— Start —

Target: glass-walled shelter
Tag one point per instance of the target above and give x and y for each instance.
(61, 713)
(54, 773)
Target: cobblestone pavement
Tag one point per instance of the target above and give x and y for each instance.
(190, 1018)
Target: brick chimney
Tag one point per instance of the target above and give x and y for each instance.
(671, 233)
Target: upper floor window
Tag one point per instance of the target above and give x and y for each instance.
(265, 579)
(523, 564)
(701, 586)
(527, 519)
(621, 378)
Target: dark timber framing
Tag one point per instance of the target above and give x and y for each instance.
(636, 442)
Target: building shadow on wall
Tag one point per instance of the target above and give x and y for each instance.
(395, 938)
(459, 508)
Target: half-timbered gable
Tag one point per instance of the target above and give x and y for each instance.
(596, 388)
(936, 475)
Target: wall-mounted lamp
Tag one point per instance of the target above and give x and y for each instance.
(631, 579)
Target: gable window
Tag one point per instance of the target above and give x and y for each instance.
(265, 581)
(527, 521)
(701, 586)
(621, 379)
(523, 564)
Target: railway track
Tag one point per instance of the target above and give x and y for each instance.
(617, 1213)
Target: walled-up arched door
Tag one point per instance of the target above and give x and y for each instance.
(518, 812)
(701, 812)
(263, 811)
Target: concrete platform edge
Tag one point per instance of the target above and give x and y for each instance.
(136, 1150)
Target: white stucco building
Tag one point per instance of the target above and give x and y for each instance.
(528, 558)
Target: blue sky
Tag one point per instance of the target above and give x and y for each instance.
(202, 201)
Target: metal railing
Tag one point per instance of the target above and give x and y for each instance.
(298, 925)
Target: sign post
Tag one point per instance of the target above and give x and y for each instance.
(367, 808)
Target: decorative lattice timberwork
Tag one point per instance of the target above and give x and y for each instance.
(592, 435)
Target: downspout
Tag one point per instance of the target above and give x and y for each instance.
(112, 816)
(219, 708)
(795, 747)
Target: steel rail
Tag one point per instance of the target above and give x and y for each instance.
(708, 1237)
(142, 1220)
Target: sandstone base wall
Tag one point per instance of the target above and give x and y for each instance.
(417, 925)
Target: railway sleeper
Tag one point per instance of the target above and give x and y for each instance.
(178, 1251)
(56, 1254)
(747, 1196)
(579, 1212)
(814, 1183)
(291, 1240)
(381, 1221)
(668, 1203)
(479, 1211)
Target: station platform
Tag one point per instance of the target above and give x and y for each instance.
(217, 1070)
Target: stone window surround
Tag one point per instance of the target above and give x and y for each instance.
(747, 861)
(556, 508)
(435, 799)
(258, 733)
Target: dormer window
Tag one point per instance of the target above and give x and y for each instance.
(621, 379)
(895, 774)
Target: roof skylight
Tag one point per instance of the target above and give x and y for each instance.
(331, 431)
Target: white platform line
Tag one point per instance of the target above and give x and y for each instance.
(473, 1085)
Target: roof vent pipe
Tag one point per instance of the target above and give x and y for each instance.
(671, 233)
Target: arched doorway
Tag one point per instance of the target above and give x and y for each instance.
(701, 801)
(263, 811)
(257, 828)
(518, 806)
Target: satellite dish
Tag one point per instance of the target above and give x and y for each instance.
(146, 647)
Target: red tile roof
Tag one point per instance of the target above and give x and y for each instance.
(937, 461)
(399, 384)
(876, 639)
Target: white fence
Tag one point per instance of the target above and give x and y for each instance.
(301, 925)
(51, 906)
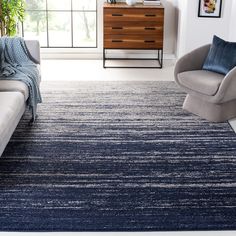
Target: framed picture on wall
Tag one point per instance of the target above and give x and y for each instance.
(210, 8)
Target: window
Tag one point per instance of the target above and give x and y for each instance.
(64, 23)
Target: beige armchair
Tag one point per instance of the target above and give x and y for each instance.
(209, 95)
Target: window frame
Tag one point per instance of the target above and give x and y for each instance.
(71, 11)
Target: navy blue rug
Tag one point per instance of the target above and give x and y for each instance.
(118, 156)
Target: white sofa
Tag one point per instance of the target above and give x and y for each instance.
(13, 97)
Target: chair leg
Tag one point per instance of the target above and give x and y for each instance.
(210, 111)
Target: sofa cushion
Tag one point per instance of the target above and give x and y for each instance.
(221, 57)
(202, 81)
(14, 86)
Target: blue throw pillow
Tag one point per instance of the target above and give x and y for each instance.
(221, 57)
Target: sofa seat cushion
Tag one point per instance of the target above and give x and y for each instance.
(202, 81)
(12, 106)
(14, 86)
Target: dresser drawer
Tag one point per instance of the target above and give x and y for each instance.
(132, 43)
(133, 17)
(114, 30)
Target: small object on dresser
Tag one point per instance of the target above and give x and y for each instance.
(152, 2)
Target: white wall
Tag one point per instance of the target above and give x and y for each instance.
(194, 31)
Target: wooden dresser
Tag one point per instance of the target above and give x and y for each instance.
(135, 27)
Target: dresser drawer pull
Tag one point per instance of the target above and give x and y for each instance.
(150, 15)
(150, 28)
(149, 41)
(116, 41)
(116, 14)
(117, 27)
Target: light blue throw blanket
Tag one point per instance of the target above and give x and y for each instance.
(15, 64)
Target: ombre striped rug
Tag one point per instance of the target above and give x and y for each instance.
(118, 156)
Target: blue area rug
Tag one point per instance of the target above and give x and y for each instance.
(118, 156)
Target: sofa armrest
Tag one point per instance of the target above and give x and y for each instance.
(191, 61)
(33, 50)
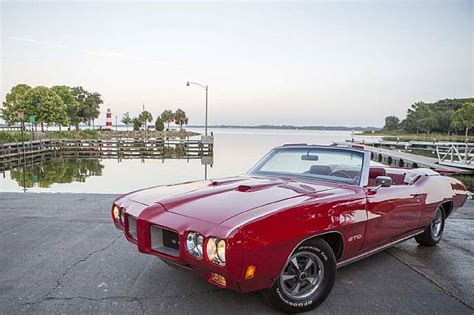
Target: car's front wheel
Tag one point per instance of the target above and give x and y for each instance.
(306, 280)
(433, 232)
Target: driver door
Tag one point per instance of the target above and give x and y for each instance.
(392, 212)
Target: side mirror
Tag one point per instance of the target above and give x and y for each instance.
(383, 181)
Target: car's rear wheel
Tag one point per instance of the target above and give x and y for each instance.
(306, 280)
(433, 232)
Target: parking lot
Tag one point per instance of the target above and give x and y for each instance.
(60, 253)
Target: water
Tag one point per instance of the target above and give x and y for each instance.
(235, 151)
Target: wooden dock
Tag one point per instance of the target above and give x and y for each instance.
(404, 159)
(18, 153)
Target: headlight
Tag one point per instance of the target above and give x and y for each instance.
(215, 250)
(194, 243)
(116, 213)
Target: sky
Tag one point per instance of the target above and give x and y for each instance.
(300, 63)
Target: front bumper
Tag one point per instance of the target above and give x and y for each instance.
(163, 234)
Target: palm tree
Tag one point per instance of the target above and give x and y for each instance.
(167, 116)
(126, 120)
(180, 118)
(145, 117)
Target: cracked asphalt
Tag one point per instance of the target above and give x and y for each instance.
(60, 253)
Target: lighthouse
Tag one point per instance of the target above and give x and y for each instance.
(108, 121)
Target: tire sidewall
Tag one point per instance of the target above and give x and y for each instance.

— End —

# Short problem
Return all of the data exactly as written, and drop the pictures.

# Exercise solution
Target: glass-walled shelter
Tag one point per instance of the target above and give x and y for each instance.
(61, 713)
(54, 773)
Target: cobblestone pavement
Tag one point per instance of the target above and give x and y for each instance.
(190, 1018)
Target: brick chimney
Tag one point per instance of the target above and give x and y for each instance.
(671, 233)
Target: upper floor window
Tag one point per instance of the target above and give x and y for each instance.
(265, 579)
(523, 564)
(701, 586)
(527, 519)
(621, 378)
Target: dark timber framing
Tag one point per instance of the target above and give x and y for each instance.
(636, 442)
Target: building shadow on wall
Tag one point per instance of the target above and give x and y for each instance.
(395, 938)
(459, 508)
Target: half-timbered gable
Tag one point per instance of the target above and give x and y for each instance.
(596, 388)
(936, 475)
Target: wall-mounted lamp
Tag one point per instance of the target above and give x and y for each instance.
(631, 579)
Target: gable window
Tag one point per instance of the target above and give x and y for each instance.
(265, 581)
(527, 521)
(701, 586)
(621, 379)
(523, 564)
Target: railway track
Tag one point per instance of the target above and give x and y for each instance.
(617, 1213)
Target: walled-up arched door
Tag one point per instance of the target above and give x and y for each instance.
(518, 812)
(701, 812)
(263, 811)
Target: concrete platform edge
Tag one point per instance of the target above and give x and y for each instance.
(136, 1150)
Target: white stucco building
Tag one point per instance of the target above and give x and y for each instance.
(528, 558)
Target: blue sky
Tag one point per instance of the target above and give x and y for each instance.
(202, 201)
Target: metal railing
Tag one point per instance of the target above and give x and y for each instance.
(298, 925)
Target: sign post
Tag one point per instance of the target above and give x and y for each instance.
(367, 808)
Target: decorative lattice timberwork
Tag one point per instance of the target above and give x and y for each instance.
(592, 435)
Target: downspout
Tag one point per instance of the target above and give x and y for each instance.
(112, 816)
(219, 708)
(795, 747)
Target: steel rail
Tag one point per instance of the target above and give x and y for each instance.
(708, 1237)
(142, 1220)
Target: sandstone base wall
Tag one point per instance of the target above and give x and y for each instance.
(417, 925)
Target: railway sleeper
Tag one point per instance of the target above and give x and y for each instance.
(178, 1251)
(56, 1254)
(747, 1196)
(579, 1212)
(814, 1183)
(291, 1240)
(381, 1221)
(668, 1203)
(479, 1211)
Target: station platform
Tag one point per instance of the target above and give x and y for each instance.
(217, 1070)
Target: stone window surround
Tag one point per instance of the target above and give x and y for each instance.
(747, 861)
(556, 508)
(435, 799)
(258, 733)
Target: dormer window
Tag one point per instance of the target above and give x and y for each instance.
(621, 379)
(895, 774)
Target: roof skylight
Tag one point per instance of the target above and give x and y for each instance.
(331, 431)
Target: white platform line
Tag one point per instance of the target above and give x and y for each instance.
(473, 1085)
Target: roof vent pipe
Tag one point per instance of the target above and give x and y for each instance.
(671, 233)
Target: arched doorway
Tag one point per instance of the target above and give x and y for each instance.
(701, 801)
(263, 811)
(257, 828)
(518, 806)
Target: satellite dish
Tag one point per instance of the target above and give x and y for each instance.
(146, 647)
Target: red tile roof
Tag one point per instance of the target above and give x and y for each instance.
(937, 461)
(399, 384)
(876, 639)
Target: white fence
Tag one point per instance of the target above and give x and y for each instance.
(301, 925)
(51, 906)
Target: framed picture on wall
Tag one point per instance of the target above and give x and y for each instance.
(210, 8)
Target: window
Tag one point per instance of the target above and give x and y for each instance.
(64, 23)
Target: beige armchair
Tag one point per instance of the target above and give x and y for each instance.
(209, 95)
Target: window frame
Tag one point per instance of the target above and give x and y for each instance.
(71, 11)
Target: navy blue rug
Tag one point per instance of the target above and give x and y for each instance.
(118, 156)
Target: white sofa
Tag one point per instance of the target above and give x and y for each instance.
(13, 97)
Target: chair leg
Tag one point per instance of the target above and give x and y for each instance.
(210, 111)
Target: sofa cushion
Tag one point per instance of the target above and give x and y for each instance.
(221, 57)
(202, 81)
(14, 86)
Target: blue throw pillow
Tag one point per instance of the target above and give x and y for each instance.
(221, 57)
Target: sofa seat cushion
Tag one point per instance of the target above and give x and y for each instance.
(202, 81)
(12, 106)
(14, 86)
Target: dresser drawer
Tag one point per instance of the target above and give x and y for each instance.
(132, 43)
(133, 17)
(114, 30)
Target: small object on dresser
Tag one point per instance of the target above and give x and y for each instance.
(152, 2)
Target: white wall
Tag one point per instance of the target above and give x and y for each instance.
(194, 31)
Target: wooden dresser
Tag one point per instance of the target above and give x and y for each instance.
(135, 27)
Target: dresser drawer pull
Tag one point per instance of the target above and give x and y for each instance.
(150, 15)
(150, 28)
(149, 41)
(116, 41)
(116, 14)
(117, 27)
Target: light blue throw blanket
Tag one point per instance of the target above and give x and y for each instance.
(15, 64)
Target: ombre striped rug
Tag one point per instance of the target above and give x and y for each instance.
(118, 156)
Target: blue area rug
Tag one point per instance of the target above and give x and y for each instance.
(118, 156)
Target: sofa armrest
Tag one point per instance of the target above and give x and y for each instance.
(191, 61)
(33, 50)
Target: car's front wheel
Tag one point per instance of the target above and give x and y for each instance.
(306, 280)
(433, 232)
Target: driver door
Tag one point per instance of the target above and give x and y for each instance.
(392, 212)
Target: side mirror
Tag one point per instance of the target above and give x and y for each instance.
(383, 181)
Target: car's rear wheel
Tag one point per instance of the target above and give x and y for each instance.
(306, 280)
(433, 232)
Target: parking lot
Tag one point per instance of the target above and give x and y for each instance.
(60, 253)
Target: water
Tag one point per instance of the target above and give x and y for each instance.
(235, 151)
Target: wooden dock
Tag one point per instance of the target above and give x and y for each instance.
(404, 159)
(18, 153)
Target: headlight
Tag one point per instance of the target above and give x and y for each instance.
(215, 250)
(194, 243)
(116, 213)
Target: sky
Tag one point per instance of the target above and give x and y for each instance.
(300, 63)
Target: front bumper
Tag one point per instance of the target above and give x and y for each instance.
(163, 234)
Target: palm tree
Tag one point per instance of the target above and give x and y for each instance.
(167, 116)
(126, 120)
(180, 118)
(145, 117)
Target: cracked asphalt
Tag one point per instance of the target above and give x and y for each instance.
(60, 253)
Target: lighthouse
Tag one point per instance of the target above and give x and y for each instance.
(108, 121)
Target: tire sidewall
Tag one point per instance of the target above and give x and y for each instance.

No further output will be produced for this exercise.